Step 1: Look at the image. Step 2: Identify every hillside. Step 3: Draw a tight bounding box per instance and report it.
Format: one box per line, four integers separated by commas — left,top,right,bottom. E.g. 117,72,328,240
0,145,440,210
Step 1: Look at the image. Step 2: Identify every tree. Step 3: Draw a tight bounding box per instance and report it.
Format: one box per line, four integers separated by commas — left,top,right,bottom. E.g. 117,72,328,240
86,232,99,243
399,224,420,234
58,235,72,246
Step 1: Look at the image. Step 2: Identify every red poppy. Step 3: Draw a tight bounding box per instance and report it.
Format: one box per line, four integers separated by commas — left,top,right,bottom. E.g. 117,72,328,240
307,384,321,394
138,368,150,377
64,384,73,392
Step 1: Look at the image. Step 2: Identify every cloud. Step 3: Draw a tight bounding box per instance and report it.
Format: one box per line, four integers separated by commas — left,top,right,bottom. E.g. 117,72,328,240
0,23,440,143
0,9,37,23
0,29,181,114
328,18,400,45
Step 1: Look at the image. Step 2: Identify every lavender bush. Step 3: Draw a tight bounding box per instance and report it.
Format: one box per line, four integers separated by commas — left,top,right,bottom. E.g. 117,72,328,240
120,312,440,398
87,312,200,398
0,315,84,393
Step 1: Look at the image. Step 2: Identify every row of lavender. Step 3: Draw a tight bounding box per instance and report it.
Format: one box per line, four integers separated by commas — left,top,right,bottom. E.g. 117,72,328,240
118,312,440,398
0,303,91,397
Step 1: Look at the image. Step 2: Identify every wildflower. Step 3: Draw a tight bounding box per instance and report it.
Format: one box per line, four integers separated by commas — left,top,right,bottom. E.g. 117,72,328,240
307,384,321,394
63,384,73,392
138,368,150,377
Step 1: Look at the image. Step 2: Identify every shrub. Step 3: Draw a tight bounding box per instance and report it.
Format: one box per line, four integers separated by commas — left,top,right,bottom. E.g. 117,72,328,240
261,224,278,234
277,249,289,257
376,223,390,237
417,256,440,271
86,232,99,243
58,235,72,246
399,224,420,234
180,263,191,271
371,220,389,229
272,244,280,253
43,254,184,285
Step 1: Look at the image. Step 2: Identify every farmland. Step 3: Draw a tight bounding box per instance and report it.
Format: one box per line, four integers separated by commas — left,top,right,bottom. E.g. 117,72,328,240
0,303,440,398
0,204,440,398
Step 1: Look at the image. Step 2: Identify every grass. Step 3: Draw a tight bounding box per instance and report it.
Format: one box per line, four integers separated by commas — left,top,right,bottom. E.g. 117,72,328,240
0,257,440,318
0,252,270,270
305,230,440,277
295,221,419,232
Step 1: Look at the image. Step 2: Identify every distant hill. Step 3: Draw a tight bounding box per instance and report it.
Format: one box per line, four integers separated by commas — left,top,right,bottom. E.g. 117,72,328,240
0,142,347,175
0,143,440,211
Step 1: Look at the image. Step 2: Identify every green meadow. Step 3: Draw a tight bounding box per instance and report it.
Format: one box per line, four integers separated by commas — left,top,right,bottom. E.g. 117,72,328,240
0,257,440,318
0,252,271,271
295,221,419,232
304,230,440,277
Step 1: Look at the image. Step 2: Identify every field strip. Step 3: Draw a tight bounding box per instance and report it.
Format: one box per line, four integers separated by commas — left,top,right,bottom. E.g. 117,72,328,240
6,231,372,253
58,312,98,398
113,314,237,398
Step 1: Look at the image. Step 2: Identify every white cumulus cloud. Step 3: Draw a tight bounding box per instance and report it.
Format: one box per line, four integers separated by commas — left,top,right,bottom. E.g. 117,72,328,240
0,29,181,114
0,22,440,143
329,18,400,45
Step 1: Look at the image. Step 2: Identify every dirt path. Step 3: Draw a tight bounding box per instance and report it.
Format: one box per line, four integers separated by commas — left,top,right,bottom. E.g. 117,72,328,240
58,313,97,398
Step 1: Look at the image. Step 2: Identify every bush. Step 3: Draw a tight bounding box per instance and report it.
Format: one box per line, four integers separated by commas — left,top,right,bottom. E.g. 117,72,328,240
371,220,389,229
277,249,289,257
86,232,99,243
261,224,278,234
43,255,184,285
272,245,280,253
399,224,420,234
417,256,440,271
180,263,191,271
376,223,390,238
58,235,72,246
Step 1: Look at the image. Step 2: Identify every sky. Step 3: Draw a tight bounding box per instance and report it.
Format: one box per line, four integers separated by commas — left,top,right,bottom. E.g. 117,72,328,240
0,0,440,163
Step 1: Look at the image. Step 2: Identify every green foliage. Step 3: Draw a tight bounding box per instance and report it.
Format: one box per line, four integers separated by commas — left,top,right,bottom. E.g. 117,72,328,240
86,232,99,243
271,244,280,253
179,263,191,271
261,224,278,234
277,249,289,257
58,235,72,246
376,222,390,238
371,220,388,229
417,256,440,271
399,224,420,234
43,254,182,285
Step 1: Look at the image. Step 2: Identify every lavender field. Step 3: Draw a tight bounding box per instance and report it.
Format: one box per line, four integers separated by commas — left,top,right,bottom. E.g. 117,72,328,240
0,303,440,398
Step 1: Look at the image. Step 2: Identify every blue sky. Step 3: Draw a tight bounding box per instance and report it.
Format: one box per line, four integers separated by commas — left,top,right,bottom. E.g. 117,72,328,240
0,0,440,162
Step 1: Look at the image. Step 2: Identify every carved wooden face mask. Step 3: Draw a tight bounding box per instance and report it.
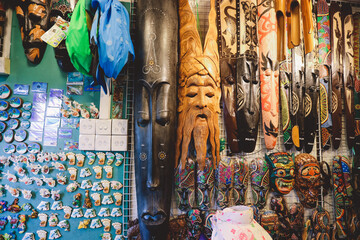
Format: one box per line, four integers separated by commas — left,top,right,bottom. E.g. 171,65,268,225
265,152,295,194
50,0,77,72
250,158,270,208
16,0,51,64
175,0,221,170
295,153,321,208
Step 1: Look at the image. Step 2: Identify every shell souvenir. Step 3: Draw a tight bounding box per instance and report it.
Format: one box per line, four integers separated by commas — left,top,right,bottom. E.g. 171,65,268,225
57,220,70,232
66,152,76,165
80,179,92,189
40,188,51,198
110,181,123,190
113,192,122,206
101,218,111,232
49,213,59,227
96,152,106,165
68,167,77,181
51,189,61,201
84,208,96,218
71,208,84,218
105,152,115,166
115,153,124,167
36,230,47,240
63,206,72,219
93,166,102,179
101,195,114,205
39,213,48,227
110,208,122,217
21,189,32,200
91,182,104,191
22,233,35,240
98,208,110,217
112,222,122,235
90,218,102,228
51,201,63,211
78,219,90,229
86,152,96,165
66,181,79,192
49,229,61,239
104,166,113,178
101,180,110,193
80,168,92,178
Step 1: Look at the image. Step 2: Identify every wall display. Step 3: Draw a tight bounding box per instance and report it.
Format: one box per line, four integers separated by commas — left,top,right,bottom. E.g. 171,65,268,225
265,152,295,194
341,4,355,149
16,0,51,64
175,0,221,169
317,0,332,150
134,0,178,239
304,11,319,153
287,0,305,151
258,0,279,149
50,0,77,72
329,2,344,149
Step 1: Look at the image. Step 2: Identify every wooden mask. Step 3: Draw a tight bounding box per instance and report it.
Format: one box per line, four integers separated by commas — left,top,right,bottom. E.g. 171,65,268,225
175,0,221,170
295,153,321,208
134,0,178,239
50,0,77,72
15,0,51,64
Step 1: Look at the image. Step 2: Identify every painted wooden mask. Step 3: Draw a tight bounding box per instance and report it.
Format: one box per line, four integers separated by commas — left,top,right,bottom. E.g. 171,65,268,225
134,0,178,239
16,0,51,64
295,153,321,208
175,0,221,169
50,0,77,72
265,152,295,194
250,158,270,209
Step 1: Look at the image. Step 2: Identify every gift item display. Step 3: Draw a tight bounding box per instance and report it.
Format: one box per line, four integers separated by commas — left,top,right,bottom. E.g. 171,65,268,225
0,0,360,240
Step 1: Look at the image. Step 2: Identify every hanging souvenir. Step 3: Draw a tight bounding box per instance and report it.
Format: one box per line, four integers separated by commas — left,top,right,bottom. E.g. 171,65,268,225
341,3,355,149
71,208,84,218
36,230,47,240
250,158,270,209
265,152,295,194
84,208,96,218
110,208,122,217
51,201,63,210
98,208,110,217
63,206,72,219
49,213,59,227
330,2,344,149
317,0,332,150
78,219,90,229
39,213,48,227
49,229,61,239
57,220,70,232
101,180,110,193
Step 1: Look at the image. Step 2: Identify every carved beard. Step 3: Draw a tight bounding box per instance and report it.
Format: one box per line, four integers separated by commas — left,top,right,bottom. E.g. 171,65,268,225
177,98,219,170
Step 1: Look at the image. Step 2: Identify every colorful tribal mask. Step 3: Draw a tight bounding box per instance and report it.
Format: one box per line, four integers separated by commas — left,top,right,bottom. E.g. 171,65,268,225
265,152,295,194
250,158,270,208
295,153,321,208
175,0,221,170
233,157,249,205
15,0,51,64
50,0,77,72
217,157,234,209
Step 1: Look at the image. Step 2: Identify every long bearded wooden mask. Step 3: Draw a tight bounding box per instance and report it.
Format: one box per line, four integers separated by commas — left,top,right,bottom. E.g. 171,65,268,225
15,0,51,64
175,0,221,169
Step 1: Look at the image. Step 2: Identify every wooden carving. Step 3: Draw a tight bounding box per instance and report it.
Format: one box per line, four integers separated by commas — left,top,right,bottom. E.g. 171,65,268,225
341,4,355,149
330,2,344,149
175,0,221,170
317,0,332,150
258,0,279,149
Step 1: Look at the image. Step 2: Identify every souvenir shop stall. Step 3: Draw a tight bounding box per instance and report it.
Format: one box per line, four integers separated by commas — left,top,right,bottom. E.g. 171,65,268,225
0,0,360,240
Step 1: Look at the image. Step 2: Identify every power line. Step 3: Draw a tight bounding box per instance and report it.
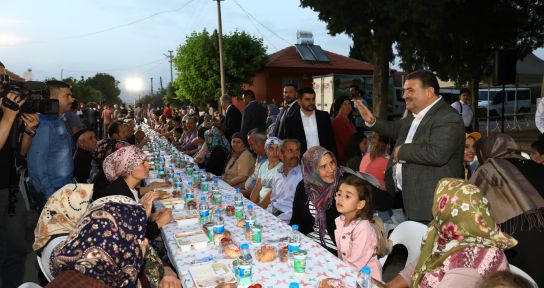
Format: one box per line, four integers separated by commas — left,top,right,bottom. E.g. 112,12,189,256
233,0,292,45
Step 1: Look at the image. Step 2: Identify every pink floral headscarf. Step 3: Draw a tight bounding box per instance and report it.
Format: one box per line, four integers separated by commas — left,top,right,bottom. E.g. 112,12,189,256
102,145,146,182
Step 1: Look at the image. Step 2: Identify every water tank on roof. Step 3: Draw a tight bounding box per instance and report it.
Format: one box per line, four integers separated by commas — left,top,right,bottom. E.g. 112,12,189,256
297,31,314,45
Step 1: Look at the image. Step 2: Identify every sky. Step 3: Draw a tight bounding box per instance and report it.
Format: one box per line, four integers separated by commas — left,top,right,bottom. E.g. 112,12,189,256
0,0,544,102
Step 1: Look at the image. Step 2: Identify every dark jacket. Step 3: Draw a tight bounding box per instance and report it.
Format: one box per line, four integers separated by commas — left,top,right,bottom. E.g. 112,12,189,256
74,148,93,183
223,104,242,143
370,99,465,221
240,101,268,137
273,101,300,138
289,180,340,255
278,107,336,155
93,176,161,240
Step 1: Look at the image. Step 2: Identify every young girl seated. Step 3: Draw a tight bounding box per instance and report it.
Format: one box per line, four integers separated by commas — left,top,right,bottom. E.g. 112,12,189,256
334,175,382,280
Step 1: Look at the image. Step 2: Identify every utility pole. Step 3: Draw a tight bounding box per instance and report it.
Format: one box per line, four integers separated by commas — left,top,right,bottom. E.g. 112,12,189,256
164,50,174,82
214,0,226,95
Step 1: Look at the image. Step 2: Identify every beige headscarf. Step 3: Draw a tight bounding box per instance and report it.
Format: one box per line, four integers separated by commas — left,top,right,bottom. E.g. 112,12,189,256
32,183,93,251
469,134,544,233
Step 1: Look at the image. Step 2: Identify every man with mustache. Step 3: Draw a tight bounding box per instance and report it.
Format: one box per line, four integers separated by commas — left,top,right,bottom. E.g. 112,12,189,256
278,87,336,155
267,139,302,223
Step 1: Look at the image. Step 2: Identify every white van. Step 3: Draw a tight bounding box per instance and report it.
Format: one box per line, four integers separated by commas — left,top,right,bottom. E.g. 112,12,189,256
478,88,531,116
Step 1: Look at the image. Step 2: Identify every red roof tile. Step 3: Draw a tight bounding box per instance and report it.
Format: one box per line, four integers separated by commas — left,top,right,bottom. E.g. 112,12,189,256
266,46,374,71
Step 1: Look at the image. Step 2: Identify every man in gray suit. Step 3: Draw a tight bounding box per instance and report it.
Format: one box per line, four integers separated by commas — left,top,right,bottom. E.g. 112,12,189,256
357,71,465,222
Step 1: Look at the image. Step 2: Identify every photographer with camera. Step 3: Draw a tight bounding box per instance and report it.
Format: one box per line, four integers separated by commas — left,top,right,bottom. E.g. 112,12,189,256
0,62,39,287
28,80,74,210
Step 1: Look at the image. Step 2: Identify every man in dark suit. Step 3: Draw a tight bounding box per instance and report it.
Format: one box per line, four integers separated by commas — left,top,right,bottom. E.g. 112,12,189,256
357,71,465,223
278,87,336,155
272,84,300,137
240,90,268,139
221,95,242,143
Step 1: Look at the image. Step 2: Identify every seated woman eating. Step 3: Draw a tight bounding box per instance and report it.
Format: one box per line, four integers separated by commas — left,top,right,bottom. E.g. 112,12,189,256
249,137,282,208
223,132,255,188
289,146,342,255
93,146,172,239
374,178,517,288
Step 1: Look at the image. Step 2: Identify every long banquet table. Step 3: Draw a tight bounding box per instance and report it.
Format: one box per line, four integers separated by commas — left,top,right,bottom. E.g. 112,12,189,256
142,129,357,288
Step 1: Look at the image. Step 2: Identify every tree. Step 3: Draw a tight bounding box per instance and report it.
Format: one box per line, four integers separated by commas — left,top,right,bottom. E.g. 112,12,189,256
300,0,405,117
85,73,123,104
397,0,544,129
62,77,102,103
174,30,268,105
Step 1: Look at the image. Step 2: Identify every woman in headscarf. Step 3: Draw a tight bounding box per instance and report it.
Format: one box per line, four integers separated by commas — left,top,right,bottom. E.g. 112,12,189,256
289,146,342,255
50,196,147,287
249,137,282,208
463,132,482,180
374,178,517,288
222,132,255,188
332,96,357,159
470,134,544,287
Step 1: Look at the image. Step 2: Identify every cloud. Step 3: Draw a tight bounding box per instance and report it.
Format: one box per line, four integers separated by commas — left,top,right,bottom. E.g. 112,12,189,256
0,34,27,46
0,18,23,27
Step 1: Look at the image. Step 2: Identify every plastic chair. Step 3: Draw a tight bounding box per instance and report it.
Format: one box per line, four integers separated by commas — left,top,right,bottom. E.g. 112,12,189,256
380,221,427,266
36,235,68,282
508,264,538,287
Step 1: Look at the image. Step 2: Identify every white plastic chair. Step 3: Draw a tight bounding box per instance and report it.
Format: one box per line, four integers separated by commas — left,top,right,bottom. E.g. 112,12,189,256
36,235,68,282
380,221,427,266
508,264,538,288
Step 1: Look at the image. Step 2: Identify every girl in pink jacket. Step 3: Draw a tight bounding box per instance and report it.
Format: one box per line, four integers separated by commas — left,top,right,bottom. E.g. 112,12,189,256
334,175,382,280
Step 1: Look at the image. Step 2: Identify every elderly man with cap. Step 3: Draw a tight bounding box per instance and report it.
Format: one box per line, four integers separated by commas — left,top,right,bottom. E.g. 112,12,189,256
72,128,96,183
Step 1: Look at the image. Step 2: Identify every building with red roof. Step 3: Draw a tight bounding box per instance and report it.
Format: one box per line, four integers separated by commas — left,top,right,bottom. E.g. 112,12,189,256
244,41,374,104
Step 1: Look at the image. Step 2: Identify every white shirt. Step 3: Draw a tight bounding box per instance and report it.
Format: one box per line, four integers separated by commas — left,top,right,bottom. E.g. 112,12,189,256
393,97,442,191
451,100,474,127
535,96,544,133
300,109,319,149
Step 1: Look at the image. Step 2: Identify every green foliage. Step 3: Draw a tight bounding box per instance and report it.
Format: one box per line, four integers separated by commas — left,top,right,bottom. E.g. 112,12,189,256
397,0,544,85
173,30,268,106
62,77,102,103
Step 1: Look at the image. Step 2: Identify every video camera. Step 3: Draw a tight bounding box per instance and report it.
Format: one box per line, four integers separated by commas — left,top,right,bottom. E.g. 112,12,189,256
0,74,59,115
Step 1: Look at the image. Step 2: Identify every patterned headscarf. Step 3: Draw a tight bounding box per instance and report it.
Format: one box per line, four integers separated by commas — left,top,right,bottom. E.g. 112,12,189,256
102,145,146,182
32,183,93,251
412,178,517,287
264,137,281,150
302,146,342,238
50,196,147,288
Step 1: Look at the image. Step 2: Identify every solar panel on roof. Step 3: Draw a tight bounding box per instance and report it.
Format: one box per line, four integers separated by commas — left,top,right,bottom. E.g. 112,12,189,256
308,45,331,62
295,44,317,61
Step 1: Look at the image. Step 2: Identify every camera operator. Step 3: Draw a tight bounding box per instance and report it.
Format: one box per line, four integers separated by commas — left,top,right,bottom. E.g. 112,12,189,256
0,63,39,287
28,80,74,210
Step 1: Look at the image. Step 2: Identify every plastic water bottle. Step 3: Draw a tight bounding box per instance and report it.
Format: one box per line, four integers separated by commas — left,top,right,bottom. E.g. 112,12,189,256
234,188,244,207
287,225,300,266
185,181,195,204
238,243,253,287
357,266,372,288
246,204,256,231
213,209,225,235
198,196,210,224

■ ■ ■ ■

** Work to complete **
Identify every line in the records above that contains the word "pink", and copy each one in full. Case counts.

** Complete output **
Step 1: Look at the image. Step 2: Identify every pink floral headscarf. Step 3: Draw a tight bounding box per instance and report it.
Step 1: Look at the image. Step 2: Identify every girl in pink jacket. Step 3: Draw a tight bounding box per instance and report it.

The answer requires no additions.